Given problem: The records below must be copied in full; omit the images.

___ Data to use ___

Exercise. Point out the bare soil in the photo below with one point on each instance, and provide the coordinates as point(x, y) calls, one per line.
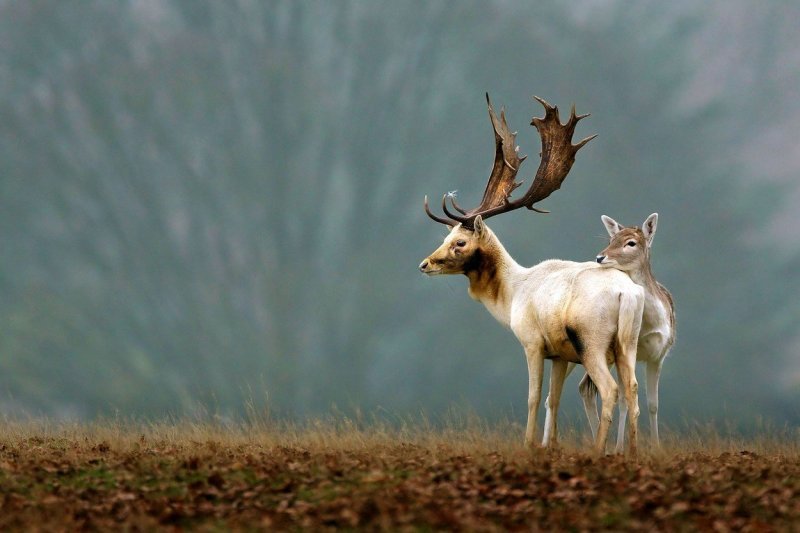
point(200, 478)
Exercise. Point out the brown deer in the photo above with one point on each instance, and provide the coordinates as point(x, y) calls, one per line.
point(558, 310)
point(629, 251)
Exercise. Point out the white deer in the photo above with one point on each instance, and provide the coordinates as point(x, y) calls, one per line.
point(559, 310)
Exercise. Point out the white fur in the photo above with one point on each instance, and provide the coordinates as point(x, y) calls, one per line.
point(538, 304)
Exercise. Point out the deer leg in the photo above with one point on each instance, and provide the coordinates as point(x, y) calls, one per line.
point(630, 387)
point(588, 392)
point(535, 373)
point(653, 373)
point(558, 373)
point(623, 416)
point(549, 413)
point(597, 369)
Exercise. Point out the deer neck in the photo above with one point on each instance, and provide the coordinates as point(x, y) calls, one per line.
point(490, 272)
point(644, 277)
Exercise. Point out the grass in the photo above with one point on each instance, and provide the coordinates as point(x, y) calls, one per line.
point(340, 472)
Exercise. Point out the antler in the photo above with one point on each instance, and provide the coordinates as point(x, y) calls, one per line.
point(557, 157)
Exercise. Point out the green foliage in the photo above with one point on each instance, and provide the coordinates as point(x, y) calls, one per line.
point(201, 198)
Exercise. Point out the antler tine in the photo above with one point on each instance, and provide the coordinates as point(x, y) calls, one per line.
point(557, 157)
point(455, 204)
point(456, 218)
point(434, 217)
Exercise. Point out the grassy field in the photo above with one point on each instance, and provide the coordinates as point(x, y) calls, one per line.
point(343, 474)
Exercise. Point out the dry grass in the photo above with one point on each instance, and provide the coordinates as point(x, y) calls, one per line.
point(386, 474)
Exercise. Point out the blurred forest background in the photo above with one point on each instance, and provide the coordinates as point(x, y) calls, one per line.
point(215, 203)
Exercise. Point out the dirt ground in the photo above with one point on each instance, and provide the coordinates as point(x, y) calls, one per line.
point(92, 478)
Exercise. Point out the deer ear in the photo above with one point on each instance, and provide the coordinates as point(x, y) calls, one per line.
point(612, 226)
point(479, 227)
point(649, 228)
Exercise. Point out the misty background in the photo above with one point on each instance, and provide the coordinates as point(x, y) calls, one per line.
point(220, 203)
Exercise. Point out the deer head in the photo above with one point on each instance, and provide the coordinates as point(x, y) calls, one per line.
point(629, 248)
point(468, 232)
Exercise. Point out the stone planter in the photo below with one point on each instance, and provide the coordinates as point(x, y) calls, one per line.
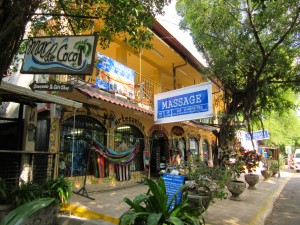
point(236, 188)
point(252, 180)
point(266, 174)
point(199, 201)
point(274, 172)
point(4, 210)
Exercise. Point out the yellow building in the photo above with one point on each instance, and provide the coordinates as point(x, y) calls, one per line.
point(118, 113)
point(104, 127)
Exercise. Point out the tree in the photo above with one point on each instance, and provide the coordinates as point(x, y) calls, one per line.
point(251, 46)
point(126, 19)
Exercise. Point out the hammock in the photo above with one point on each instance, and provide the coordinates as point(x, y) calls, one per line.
point(112, 156)
point(117, 160)
point(110, 151)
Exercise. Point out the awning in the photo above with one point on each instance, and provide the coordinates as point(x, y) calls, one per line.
point(14, 93)
point(201, 126)
point(124, 103)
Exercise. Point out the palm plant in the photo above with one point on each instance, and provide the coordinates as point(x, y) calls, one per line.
point(153, 208)
point(25, 192)
point(60, 189)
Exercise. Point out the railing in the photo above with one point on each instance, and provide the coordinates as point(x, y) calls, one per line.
point(17, 166)
point(145, 88)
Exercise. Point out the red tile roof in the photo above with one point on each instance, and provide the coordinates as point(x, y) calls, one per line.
point(115, 100)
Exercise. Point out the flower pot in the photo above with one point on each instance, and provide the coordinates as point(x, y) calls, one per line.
point(274, 172)
point(199, 201)
point(266, 174)
point(252, 180)
point(236, 188)
point(4, 210)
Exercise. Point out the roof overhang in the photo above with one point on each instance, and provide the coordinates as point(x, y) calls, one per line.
point(14, 93)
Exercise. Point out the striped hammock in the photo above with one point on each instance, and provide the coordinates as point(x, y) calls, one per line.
point(112, 156)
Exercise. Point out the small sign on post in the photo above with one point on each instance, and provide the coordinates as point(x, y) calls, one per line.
point(173, 184)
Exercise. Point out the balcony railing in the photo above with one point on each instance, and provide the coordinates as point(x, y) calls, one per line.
point(145, 88)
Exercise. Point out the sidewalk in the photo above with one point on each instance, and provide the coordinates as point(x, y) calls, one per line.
point(108, 205)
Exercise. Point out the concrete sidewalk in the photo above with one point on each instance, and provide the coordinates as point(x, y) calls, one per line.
point(108, 205)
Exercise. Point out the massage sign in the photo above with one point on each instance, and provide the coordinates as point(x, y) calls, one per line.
point(73, 55)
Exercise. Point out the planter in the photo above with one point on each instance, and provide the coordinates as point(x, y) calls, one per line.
point(266, 174)
point(199, 201)
point(252, 180)
point(4, 210)
point(274, 172)
point(236, 188)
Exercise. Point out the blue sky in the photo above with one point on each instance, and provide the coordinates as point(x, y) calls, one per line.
point(170, 21)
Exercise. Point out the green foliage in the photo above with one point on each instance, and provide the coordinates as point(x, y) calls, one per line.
point(18, 215)
point(207, 180)
point(60, 189)
point(25, 192)
point(251, 47)
point(251, 159)
point(3, 191)
point(152, 208)
point(233, 161)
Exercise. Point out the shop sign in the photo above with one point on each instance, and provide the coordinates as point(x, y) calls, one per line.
point(51, 87)
point(258, 135)
point(72, 55)
point(173, 184)
point(190, 103)
point(114, 76)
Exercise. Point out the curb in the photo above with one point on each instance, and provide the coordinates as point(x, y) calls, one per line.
point(82, 212)
point(267, 207)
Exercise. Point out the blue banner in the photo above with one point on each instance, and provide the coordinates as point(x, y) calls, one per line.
point(114, 76)
point(173, 183)
point(258, 135)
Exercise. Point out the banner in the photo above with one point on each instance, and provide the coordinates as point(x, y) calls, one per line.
point(258, 135)
point(114, 77)
point(189, 103)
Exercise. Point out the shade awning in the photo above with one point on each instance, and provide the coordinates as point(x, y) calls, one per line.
point(116, 101)
point(14, 93)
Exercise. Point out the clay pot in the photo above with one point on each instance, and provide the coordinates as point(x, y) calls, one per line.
point(252, 180)
point(266, 174)
point(236, 188)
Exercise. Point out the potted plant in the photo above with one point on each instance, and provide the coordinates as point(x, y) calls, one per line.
point(235, 167)
point(60, 189)
point(5, 205)
point(276, 165)
point(204, 183)
point(251, 159)
point(154, 208)
point(25, 192)
point(44, 201)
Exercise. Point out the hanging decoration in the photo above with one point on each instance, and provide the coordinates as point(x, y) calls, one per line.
point(120, 158)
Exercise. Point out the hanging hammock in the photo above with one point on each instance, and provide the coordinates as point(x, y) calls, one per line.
point(112, 156)
point(111, 152)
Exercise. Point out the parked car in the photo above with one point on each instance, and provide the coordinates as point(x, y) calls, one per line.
point(296, 160)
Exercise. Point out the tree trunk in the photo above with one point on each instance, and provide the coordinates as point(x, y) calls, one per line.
point(14, 15)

___

Solved exercise:
Exercise. Point out the bare soil in the photo below with one point on each instance, and provide the coordinates as point(x, y) calls, one per line.
point(200, 478)
Exercise. Point out the brown deer in the photo above with one point on each instance, and provide the coordinates as point(x, y) calls, one per line.
point(558, 310)
point(629, 251)
Exercise. Point out the white deer in the photo above with one point on each instance, and provide the coordinates as point(x, y) calls, one per line.
point(559, 310)
Exercise. Point out the white fur in the photo above with one point on each instance, and provide the coordinates as point(x, y) calls, one per line.
point(538, 304)
Exercise. Point out the deer leg in the photo above with one point on each instance, and provide the coordinates as point(x, y) calls, one per line.
point(630, 387)
point(588, 392)
point(535, 373)
point(653, 373)
point(558, 373)
point(623, 416)
point(549, 413)
point(597, 369)
Exercise. Point out the deer neck in the photo above with one point on each instance, and provide the coordinates as point(x, y) calls, one per line.
point(490, 272)
point(644, 277)
Exercise. Point out the grass in the photo above with one point on each instance, and provide the coordinates as point(x, y) calls, one per line.
point(340, 472)
Exercise. Point out the antler in the photo above with one point on each instance, and provide the coordinates as point(x, y) calls, one per line.
point(557, 157)
Exercise. Point out the green foliage in the photo above with one point on each instance, and provide the coordinates as point(x, y) calls, one per line.
point(201, 198)
Exercise. Point out the antler tine in the photo above with one point on each instance, and provide the coordinates as point(x, y) calls, one per line.
point(557, 157)
point(455, 204)
point(456, 218)
point(434, 217)
Exercise. Point out the grassy field in the photo above with one point on each instance, and provide the coordinates as point(x, y) calls, one per line.
point(343, 474)
Exercise. Point out the dry grass in the photo above with one point on each instance, and provide the coordinates as point(x, y) calls, one per line.
point(386, 474)
Exercise. Point out the blurred forest background in the photo above with one point on each instance, and provide the coordinates as point(x, y) calls, one per line.
point(215, 203)
Exercise. Point out the dirt ground in the photo above with one point on each instance, and provide the coordinates as point(x, y) calls, one per line.
point(92, 478)
Exercise. Point out the deer ear in the photo above with one point on each instance, and provide the coordinates as point(x, y) calls, one per line.
point(612, 226)
point(479, 227)
point(649, 228)
Exercise. Point out the misty background in the photo above with one point on each instance, and provide the coordinates as point(x, y) calls, one per line.
point(220, 203)
Exercise. Point out the deer head in the photo above with one point on each instance, and provide the coordinates as point(x, y) calls, one per line.
point(629, 248)
point(468, 232)
Exercise. Point out the stone planter in the photo below with one point on each instance, and provide the coordinates as point(x, y) calls, one per line.
point(236, 188)
point(252, 180)
point(266, 174)
point(199, 201)
point(274, 172)
point(4, 210)
Exercise. Point out the yellow building in the photo above with one point on each instance, and provide the coordinates as point(x, y) calls, one per line.
point(118, 113)
point(104, 127)
Exercise. Point out the tree in the photo above with one point on each instance, and provide the coordinates as point(x, y) calls, one per line.
point(251, 46)
point(126, 19)
Exercise. Point out the hammock in the photo above with one point on each instance, and provide the coordinates as point(x, y) calls, one per line.
point(112, 156)
point(117, 160)
point(110, 151)
Exercise. Point out the awning in the photo above with one point on each instance, and provide the coordinates as point(x, y) calls, one per line.
point(14, 93)
point(201, 126)
point(124, 103)
Exercise. Point out the palm plant in the photo above with one point on each instance, and provide the coordinates as point(x, y) calls, one per line.
point(153, 208)
point(25, 192)
point(60, 189)
Exercise. Point out the railing in the photo above with one point on each instance, and provide the coordinates as point(x, y) calls, one per line.
point(17, 166)
point(145, 88)
Exercise. Point out the red tile roof in the photo above with one point on each instance, and provide the coordinates as point(x, y) calls, one per line.
point(115, 100)
Exercise. Point out the flower pot in the photo above with one point on each instance, and provide the coordinates as point(x, y) calls, one per line.
point(274, 172)
point(199, 201)
point(266, 174)
point(252, 180)
point(236, 188)
point(4, 210)
Exercise. Point out the roof overhang in the photo above with one point on each instance, and provide the coordinates as point(x, y) calls, one per line.
point(14, 93)
Exercise. Point out the striped hammock in the photo above with one point on each instance, and provide the coordinates as point(x, y) calls, one per line.
point(112, 156)
Exercise. Point out the small sign on post in the photo above with one point on each instance, and provide the coordinates as point(x, y) calls, one per line.
point(173, 184)
Exercise. Point out the balcony railing in the photo above with one point on each instance, and provide the coordinates as point(x, y) calls, one per line.
point(145, 88)
Exercise. Point out the sidewalk in the photo above with one point on each instance, and provide the coordinates as point(x, y) calls, one per line.
point(108, 205)
Exercise. Point out the concrete sidewalk in the photo above with one point on each instance, and provide the coordinates as point(x, y) calls, one per line.
point(108, 205)
Exercise. Point out the massage sign in the photo above with one point on each instance, and provide the coordinates as point(x, y) calls, one per line.
point(73, 55)
Exercise. Point out the planter in the photo above with one point on each instance, and provide the coordinates as point(x, y) calls, one per line.
point(266, 174)
point(199, 201)
point(252, 180)
point(4, 210)
point(274, 172)
point(236, 188)
Exercise. Point out the blue sky in the photo above with one point on each instance, and provide the coordinates as point(x, y) calls, one per line.
point(170, 21)
Exercise. Point out the green foliage in the photo above with one point on each instance, and provide the coordinates as point(x, y) calls, one per line.
point(18, 215)
point(207, 180)
point(60, 189)
point(25, 192)
point(251, 47)
point(251, 159)
point(3, 191)
point(152, 208)
point(233, 161)
Exercise. Point out the shop sign in the photo above with one point on each instance, and provide the coordinates as point(x, y) calls, one per line.
point(51, 87)
point(258, 135)
point(72, 55)
point(173, 184)
point(190, 103)
point(114, 76)
Exercise. Point out the curb in the photo above with one point on each instance, and provide the coordinates as point(x, y) calls, one per line.
point(82, 212)
point(267, 207)
Exercise. Point out the blue banner in the photo above with one point on each instance, and provide the coordinates as point(x, y) calls, one per line.
point(114, 76)
point(173, 183)
point(258, 135)
Exercise. Point out the banner in the photo above with one point on each instance, and provide the coordinates as point(x, y) calls, one per line.
point(258, 135)
point(114, 77)
point(189, 103)
Exercise. Point out the shade awning in the photo above with one point on each instance, and provide the coordinates as point(x, y) calls, one per line.
point(116, 101)
point(14, 93)
Exercise. Point out the clay pot in the photo above with one point on each instance, and provide the coordinates as point(x, y) calls, one per line.
point(252, 180)
point(266, 174)
point(236, 188)
Exercise. Point out the potted plant in the photo above with one point on each instance, and provide the coordinates as point(x, y) calls, one per line.
point(235, 167)
point(60, 189)
point(5, 205)
point(276, 165)
point(204, 183)
point(251, 159)
point(154, 208)
point(25, 192)
point(44, 201)
Exercise. Point out the hanging decoration in the photo above with one point on each instance, and provide the coordinates as point(x, y) calls, one per line.
point(120, 158)
Exercise. Point out the hanging hammock in the photo above with one point on each instance, and provide the coordinates as point(x, y) calls, one per line.
point(112, 156)
point(111, 152)
Exercise. Point out the parked car in the photo above with one point on each instance, and provide the coordinates as point(x, y) calls, one per line.
point(296, 160)
Exercise. Point out the tree trunk in the photo above with one point on each instance, and provide the coordinates as point(x, y) calls, one per line.
point(14, 15)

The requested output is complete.